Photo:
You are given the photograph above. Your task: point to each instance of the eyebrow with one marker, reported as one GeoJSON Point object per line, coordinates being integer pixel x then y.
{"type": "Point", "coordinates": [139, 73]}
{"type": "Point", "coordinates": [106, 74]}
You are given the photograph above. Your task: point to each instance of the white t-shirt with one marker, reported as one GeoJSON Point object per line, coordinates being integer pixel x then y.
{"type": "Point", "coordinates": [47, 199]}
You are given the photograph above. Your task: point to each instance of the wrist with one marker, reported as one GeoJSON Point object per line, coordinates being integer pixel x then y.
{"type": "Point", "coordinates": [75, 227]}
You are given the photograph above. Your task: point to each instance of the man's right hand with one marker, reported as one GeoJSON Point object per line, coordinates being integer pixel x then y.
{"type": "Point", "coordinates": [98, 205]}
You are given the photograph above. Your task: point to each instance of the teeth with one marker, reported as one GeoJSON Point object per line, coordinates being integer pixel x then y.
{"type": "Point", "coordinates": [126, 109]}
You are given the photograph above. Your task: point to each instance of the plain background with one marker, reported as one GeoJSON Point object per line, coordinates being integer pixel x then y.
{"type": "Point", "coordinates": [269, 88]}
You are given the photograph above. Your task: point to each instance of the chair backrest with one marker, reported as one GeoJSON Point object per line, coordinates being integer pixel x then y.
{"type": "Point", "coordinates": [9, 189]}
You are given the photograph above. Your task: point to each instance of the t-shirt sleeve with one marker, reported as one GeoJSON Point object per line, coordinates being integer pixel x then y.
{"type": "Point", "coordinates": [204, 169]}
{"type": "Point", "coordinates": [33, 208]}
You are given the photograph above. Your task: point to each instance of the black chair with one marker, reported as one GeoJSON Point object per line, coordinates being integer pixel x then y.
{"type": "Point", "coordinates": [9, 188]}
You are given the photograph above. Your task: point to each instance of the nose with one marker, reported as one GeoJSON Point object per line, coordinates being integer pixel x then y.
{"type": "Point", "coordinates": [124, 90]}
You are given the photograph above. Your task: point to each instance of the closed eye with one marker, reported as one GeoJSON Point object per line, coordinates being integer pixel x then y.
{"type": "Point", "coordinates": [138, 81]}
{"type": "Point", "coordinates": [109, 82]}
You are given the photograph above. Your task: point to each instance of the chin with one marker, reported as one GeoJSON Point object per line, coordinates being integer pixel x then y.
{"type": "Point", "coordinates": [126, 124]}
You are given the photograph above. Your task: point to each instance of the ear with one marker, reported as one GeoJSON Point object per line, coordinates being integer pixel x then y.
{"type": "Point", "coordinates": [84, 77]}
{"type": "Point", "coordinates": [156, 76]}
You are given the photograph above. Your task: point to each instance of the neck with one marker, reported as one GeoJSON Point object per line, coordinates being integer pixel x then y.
• • • •
▶ _Task description_: An exact reproduction of all the records is required.

▶ _Completed task_:
Photo:
You are given the photograph above. Your task: point to each instance of the eyebrow with one marker, reported as one GeoJSON Point object per line, coordinates being integer pixel x then y.
{"type": "Point", "coordinates": [139, 73]}
{"type": "Point", "coordinates": [106, 74]}
You are given the photograph above. Your task: point to each instance of the white t-shirt with one marker, reported as one GeoJSON Point object per line, coordinates being integer pixel x then y.
{"type": "Point", "coordinates": [47, 199]}
You are given the photograph above. Your task: point to each instance of the wrist with one marker, reported as one GeoJSON Point object per line, coordinates being integer pixel x then y.
{"type": "Point", "coordinates": [75, 227]}
You are given the photograph above. Your task: point to each instance of the man's right hand with one marker, reported as one GeoJSON Point object per line, coordinates being integer pixel x then y.
{"type": "Point", "coordinates": [98, 205]}
You are given the photograph above. Your task: point to each instance of the teeth with one marker, reported as one GeoJSON Point object per line, coordinates being integer pixel x then y.
{"type": "Point", "coordinates": [126, 109]}
You are given the photograph above. Your task: point to each instance of the plain background with one marker, reported as one GeoJSON Point object per line, coordinates being integer pixel x then y.
{"type": "Point", "coordinates": [269, 88]}
You are given the photograph above. Your task: point to each instance of the chair backrest with one marker, reported as one GeoJSON Point object per line, coordinates being integer pixel x then y.
{"type": "Point", "coordinates": [9, 189]}
You are given the photograph above. Your task: point to each instance of the t-shirt sleeve with one marker, reported as one GeoJSON Point object per line, coordinates being integer pixel x then y.
{"type": "Point", "coordinates": [204, 169]}
{"type": "Point", "coordinates": [33, 208]}
You are given the photograph above. Your task: point to each instance of the black chair with one marker, reported as one GeoJSON Point object per line, coordinates being integer pixel x then y.
{"type": "Point", "coordinates": [9, 188]}
You are given the photograph above. Your task: point to each instance of the nose with one marker, reported as one GeoJSON Point object per line, coordinates being integer pixel x then y.
{"type": "Point", "coordinates": [124, 90]}
You are given the photograph above. Your task: point to each instance of the closed eye with one marker, reported as one GeoJSON Point object per line, coordinates being integer pixel x then y.
{"type": "Point", "coordinates": [138, 81]}
{"type": "Point", "coordinates": [109, 82]}
You are given the photograph above. Your task: point to each instance of the chin with one marker, reported as one GeoJSON Point object per line, coordinates being integer pixel x then y.
{"type": "Point", "coordinates": [126, 124]}
You are given the photograph above. Your task: point to each instance of the ear with one marker, reported as one GeoJSON Point object per line, coordinates being integer pixel x then y.
{"type": "Point", "coordinates": [84, 77]}
{"type": "Point", "coordinates": [156, 76]}
You are given the photograph above. Your task: point to each instance of the neck with one marker, reported as one GeoJSON Point object per line, coordinates being integer pixel x then y.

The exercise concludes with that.